* Instructions for the task
Give all the data below again, substituting "timber surface" for every "wooden surface" and changing nothing else.
++++ Available records ++++
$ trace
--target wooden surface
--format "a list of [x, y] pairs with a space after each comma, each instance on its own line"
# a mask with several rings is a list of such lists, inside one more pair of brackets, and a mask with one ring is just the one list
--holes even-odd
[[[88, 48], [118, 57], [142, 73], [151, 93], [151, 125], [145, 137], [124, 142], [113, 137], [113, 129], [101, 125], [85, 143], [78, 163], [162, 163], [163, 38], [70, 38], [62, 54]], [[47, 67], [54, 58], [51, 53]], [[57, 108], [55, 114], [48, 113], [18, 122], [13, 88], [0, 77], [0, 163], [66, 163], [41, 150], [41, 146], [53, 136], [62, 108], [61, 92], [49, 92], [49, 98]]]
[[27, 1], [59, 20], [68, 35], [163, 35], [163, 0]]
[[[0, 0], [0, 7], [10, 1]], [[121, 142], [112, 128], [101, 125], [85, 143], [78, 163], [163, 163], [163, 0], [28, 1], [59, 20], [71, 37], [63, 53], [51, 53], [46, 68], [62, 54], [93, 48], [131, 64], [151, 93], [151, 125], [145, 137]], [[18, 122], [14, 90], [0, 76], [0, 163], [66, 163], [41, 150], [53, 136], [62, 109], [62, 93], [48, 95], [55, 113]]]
++++
* Task response
$ trace
--target timber surface
--format "a list of [x, y] pairs with a space after each comma, each instance on its own line"
# a mask with several rings is a list of such lists, inside one more pair of brackets, and a mask with one ring is just the one list
--holes even-odd
[[[88, 48], [118, 57], [142, 73], [151, 93], [151, 125], [145, 137], [124, 142], [113, 137], [113, 129], [101, 125], [85, 143], [78, 163], [162, 163], [163, 38], [70, 38], [62, 54]], [[47, 67], [54, 58], [51, 53]], [[57, 108], [55, 114], [48, 113], [18, 122], [13, 88], [0, 77], [0, 163], [66, 163], [41, 150], [41, 146], [53, 136], [62, 108], [61, 92], [49, 92], [49, 98]]]
[[27, 1], [59, 20], [68, 35], [163, 35], [163, 0]]
[[[0, 0], [0, 7], [10, 1]], [[121, 142], [112, 128], [101, 125], [85, 143], [78, 163], [163, 163], [163, 0], [28, 1], [59, 20], [71, 37], [63, 53], [51, 53], [46, 68], [62, 54], [93, 48], [131, 64], [151, 93], [151, 125], [145, 137]], [[18, 122], [14, 90], [0, 76], [0, 163], [66, 163], [41, 150], [53, 136], [62, 109], [62, 93], [48, 95], [55, 113]]]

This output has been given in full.